───── DOCUMENT SEGMENT
Effects of C. asiatica on gut motility
GI motility was determined by means of BaSO4 milk following the previously described method of Chattarjee . BaSO4 milk was prepared by mixing BaSO4 as 10% (w/v) in 0.5% carboxy methyl cellulose to form a suspension. The ethanol extract was administered per oral, 1 hr before the oral administration of BaSO4 milk. Control group was administered distilled water only (10 ml/kg). Rats belonging to all groups were sacrificed 15 mins after BaSO4 administration. The distance travelled by BaSO4 milk was measured, and represented as a percentage of total length of the small intestine (from pylorus to ileocaecal junction).
Effects of C. asiatica on intestinal disaccharidase enzyme activity
The assay was conducted following the procedure as described previously by Hannan et al. . The ethanol extract of C. asiatica (250, 500 and 1000 mg/kg) was administered by gastric gavage to 20 hrs fasted non-diabetic rats. After 60mins, the rats were sacrificed and the small intestine was isolated, cut longitudinally, rinsed with ice-cold saline and homogenized in 10 ml saline (0.9% NaCl). Aliquots of homogenate were incubated with 40 mM-sucrose at 37°C for 60 min. The amount of protein was determined by DC™ Protein Kit (Bio Rad, USA). Disaccharidase activity was determined from the glucose concentration converted from sucrose as μmol/mg protein/h.
Effect of C. asiatica on body mass, food and water intake of type 2 diabetic rats
The rats kept for chronic study were provided with sufficient amounts of food and water for one day. At the end of the day, the mass of food and volume of water intake was recorded. The change in body mass of the rats was also monitored at periods as shown in the graph.
Effects of C. Asiatica on organ weight ratio of liver and pancreas
The animals used on the chronic study were sacrificed by cervical dislocation at the end of the study period and the liver and pancreas were excised. They were cleaned of fats, and were kept moist at all times keeping them in normal saline (0.9% of NaCl). The wet mass of the organs were immediately weighed using a digital balance. The weight of the pancreas was expressed as mg/100 gm of body weight while the weight of the live was represented as gm/100 gm of body weight, as shown in the graphs.
──────────
WORK REQUIRED:
Write out the passage of the C. asiatica methods text that starts at "Effect of C." and ends at "in the graph.". The records that come next are separate from the C. asiatica methods text and unrelated to it.
───── INFORMATION
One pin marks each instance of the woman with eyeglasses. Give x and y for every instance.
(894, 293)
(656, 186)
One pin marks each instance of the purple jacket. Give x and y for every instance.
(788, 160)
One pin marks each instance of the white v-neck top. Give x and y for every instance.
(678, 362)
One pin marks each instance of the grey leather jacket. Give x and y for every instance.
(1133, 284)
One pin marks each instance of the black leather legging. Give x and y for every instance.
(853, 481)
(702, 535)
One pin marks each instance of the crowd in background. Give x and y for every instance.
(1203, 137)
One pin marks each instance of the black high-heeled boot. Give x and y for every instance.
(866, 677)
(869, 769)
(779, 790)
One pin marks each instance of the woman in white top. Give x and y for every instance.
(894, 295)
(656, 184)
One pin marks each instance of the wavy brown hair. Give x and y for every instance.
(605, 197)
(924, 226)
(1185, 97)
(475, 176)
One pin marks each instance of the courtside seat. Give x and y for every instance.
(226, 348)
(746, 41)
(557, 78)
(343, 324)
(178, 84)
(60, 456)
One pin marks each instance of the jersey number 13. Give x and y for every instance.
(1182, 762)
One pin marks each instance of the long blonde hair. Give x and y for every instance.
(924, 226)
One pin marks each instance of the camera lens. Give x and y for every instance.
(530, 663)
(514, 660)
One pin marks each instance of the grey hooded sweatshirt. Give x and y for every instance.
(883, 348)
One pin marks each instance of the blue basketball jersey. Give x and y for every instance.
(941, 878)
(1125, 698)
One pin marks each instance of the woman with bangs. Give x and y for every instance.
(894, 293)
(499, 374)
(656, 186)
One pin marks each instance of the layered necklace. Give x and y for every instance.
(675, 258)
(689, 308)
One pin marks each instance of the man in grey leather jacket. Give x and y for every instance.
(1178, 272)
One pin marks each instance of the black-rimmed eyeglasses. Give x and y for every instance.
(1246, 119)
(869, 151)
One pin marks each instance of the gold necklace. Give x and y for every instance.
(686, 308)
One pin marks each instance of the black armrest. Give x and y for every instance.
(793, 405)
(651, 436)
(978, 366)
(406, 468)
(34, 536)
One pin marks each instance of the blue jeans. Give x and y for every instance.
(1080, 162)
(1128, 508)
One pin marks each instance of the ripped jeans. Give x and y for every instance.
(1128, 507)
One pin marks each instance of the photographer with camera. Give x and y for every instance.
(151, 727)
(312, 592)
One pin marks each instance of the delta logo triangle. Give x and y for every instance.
──────────
ANSWER TO THIS EXERCISE:
Effect of C. asiatica on body mass, food and water intake of type 2 diabetic rats
The rats kept for chronic study were provided with sufficient amounts of food and water for one day. At the end of the day, the mass of food and volume of water intake was recorded. The change in body mass of the rats was also monitored at periods as shown in the graph.